[start of Records provided]

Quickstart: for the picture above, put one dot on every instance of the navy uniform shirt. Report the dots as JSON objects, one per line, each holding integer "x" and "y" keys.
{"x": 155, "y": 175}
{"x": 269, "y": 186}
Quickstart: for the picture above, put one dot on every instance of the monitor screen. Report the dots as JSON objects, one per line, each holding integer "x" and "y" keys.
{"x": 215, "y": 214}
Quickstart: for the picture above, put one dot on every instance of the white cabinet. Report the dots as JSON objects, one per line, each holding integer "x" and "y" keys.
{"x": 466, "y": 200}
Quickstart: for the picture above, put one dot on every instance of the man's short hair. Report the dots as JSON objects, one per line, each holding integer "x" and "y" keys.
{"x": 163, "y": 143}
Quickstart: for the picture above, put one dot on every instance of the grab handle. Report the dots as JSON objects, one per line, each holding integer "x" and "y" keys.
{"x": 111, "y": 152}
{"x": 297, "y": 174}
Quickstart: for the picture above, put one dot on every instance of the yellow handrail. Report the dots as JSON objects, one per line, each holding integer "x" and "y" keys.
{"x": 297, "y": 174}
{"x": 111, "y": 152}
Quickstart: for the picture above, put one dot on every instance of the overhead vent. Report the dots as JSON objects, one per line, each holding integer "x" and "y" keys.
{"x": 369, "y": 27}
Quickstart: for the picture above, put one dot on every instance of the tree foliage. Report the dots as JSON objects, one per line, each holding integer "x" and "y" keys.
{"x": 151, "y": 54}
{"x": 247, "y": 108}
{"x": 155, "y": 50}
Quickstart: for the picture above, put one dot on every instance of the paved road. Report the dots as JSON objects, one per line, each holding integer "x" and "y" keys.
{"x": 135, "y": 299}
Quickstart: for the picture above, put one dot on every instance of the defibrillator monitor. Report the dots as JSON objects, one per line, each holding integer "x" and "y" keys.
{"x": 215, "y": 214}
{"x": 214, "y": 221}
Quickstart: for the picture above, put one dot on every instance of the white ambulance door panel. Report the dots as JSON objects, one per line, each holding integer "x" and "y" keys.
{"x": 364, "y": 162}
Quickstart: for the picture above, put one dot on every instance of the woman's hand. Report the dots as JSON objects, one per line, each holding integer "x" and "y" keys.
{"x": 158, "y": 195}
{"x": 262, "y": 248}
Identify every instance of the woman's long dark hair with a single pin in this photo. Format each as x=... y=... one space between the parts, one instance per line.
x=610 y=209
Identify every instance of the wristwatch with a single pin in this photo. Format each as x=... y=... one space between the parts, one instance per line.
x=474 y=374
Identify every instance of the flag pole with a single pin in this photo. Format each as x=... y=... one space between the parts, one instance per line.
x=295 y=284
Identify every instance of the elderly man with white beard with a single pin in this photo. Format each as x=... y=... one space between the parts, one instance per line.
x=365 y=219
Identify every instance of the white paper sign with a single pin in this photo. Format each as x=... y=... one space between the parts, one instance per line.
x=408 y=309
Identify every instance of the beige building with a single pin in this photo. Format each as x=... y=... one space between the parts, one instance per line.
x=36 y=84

[end of Records provided]

Turn all of the entries above into a JSON list of strings, with one string for each line and no blank lines.

[
  "Quickstart: for the picture above, put one dot on every instance of the navy uniform shirt. Report the dots as JSON objects, one per line, each holding integer \"x\" and \"y\" keys.",
  "{\"x\": 155, \"y\": 175}",
  "{\"x\": 269, \"y\": 186}",
  "Quickstart: for the picture above, put one dot on every instance of the monitor screen. Report the dots as JSON objects, one per line, each holding integer \"x\" and \"y\" keys.",
  "{\"x\": 215, \"y\": 214}",
  "Quickstart: for the picture above, put one dot on every instance of the white cabinet. Report the dots as JSON objects, one per line, each holding integer \"x\" and \"y\" keys.",
  "{\"x\": 466, \"y\": 200}",
  "Quickstart: for the picture above, put one dot on every instance of the man's short hair. Report the dots as JSON objects, one per line, each holding integer \"x\" and \"y\" keys.",
  "{\"x\": 163, \"y\": 143}",
  "Quickstart: for the picture above, put one dot on every instance of the grab handle. Report the dots as JSON objects, one per line, each holding integer \"x\" and \"y\" keys.",
  "{\"x\": 111, \"y\": 152}",
  "{\"x\": 297, \"y\": 174}",
  "Quickstart: for the picture above, put one dot on every instance of the yellow handrail. Report the dots as JSON objects, one per line, each holding integer \"x\" and \"y\" keys.",
  "{\"x\": 297, \"y\": 174}",
  "{\"x\": 111, \"y\": 152}",
  "Quickstart: for the picture above, put one dot on every instance of the overhead vent. Report the dots as JSON objects, one per line, each holding integer \"x\" and \"y\" keys.",
  "{\"x\": 369, \"y\": 27}",
  "Quickstart: for the picture above, put one dot on every instance of the tree foliage. Report the dots as JSON objects, one per line, each holding integer \"x\" and \"y\" keys.",
  "{\"x\": 151, \"y\": 54}",
  "{\"x\": 247, \"y\": 108}",
  "{\"x\": 155, \"y\": 50}",
  "Quickstart: for the picture above, put one dot on every instance of the paved road. Report the dots as JSON objects, one per line, each holding integer \"x\" and \"y\" keys.",
  "{\"x\": 135, \"y\": 299}",
  "Quickstart: for the picture above, put one dot on every instance of the defibrillator monitor. Report the dots as JSON objects, one per line, each holding integer \"x\" and \"y\" keys.",
  "{\"x\": 215, \"y\": 214}",
  "{\"x\": 214, \"y\": 221}",
  "Quickstart: for the picture above, put one dot on every instance of the white ambulance door panel. Report the dots as JSON objects, one per line, each holding integer \"x\" and \"y\" keys.",
  "{\"x\": 364, \"y\": 162}",
  "Quickstart: for the picture above, put one dot on every instance of the woman's hand. Report the dots as JSON objects, one per line, each holding integer \"x\" and \"y\" keys.",
  "{\"x\": 158, \"y\": 195}",
  "{\"x\": 262, \"y\": 248}",
  "Identify every instance of the woman's long dark hair with a single pin in this photo. Format each as x=... y=... one space between the parts, one instance per line.",
  "x=610 y=209",
  "Identify every instance of the wristwatch with a single pin in this photo. Format each as x=... y=... one space between the parts, one instance per line.",
  "x=474 y=374",
  "Identify every instance of the flag pole with a single pin in this photo. Format each as x=... y=... one space between the parts, one instance per line.",
  "x=295 y=284",
  "Identify every instance of the elderly man with white beard with a single pin in this photo. Format each as x=... y=... one space between the parts, one instance per line.",
  "x=365 y=219",
  "Identify every instance of the white paper sign with a single pin in this photo. Format each as x=... y=... one space between the parts, one instance per line.",
  "x=408 y=309",
  "Identify every instance of the beige building with a single pin in this photo. Format each as x=... y=... one space between the parts, one instance per line.",
  "x=36 y=84"
]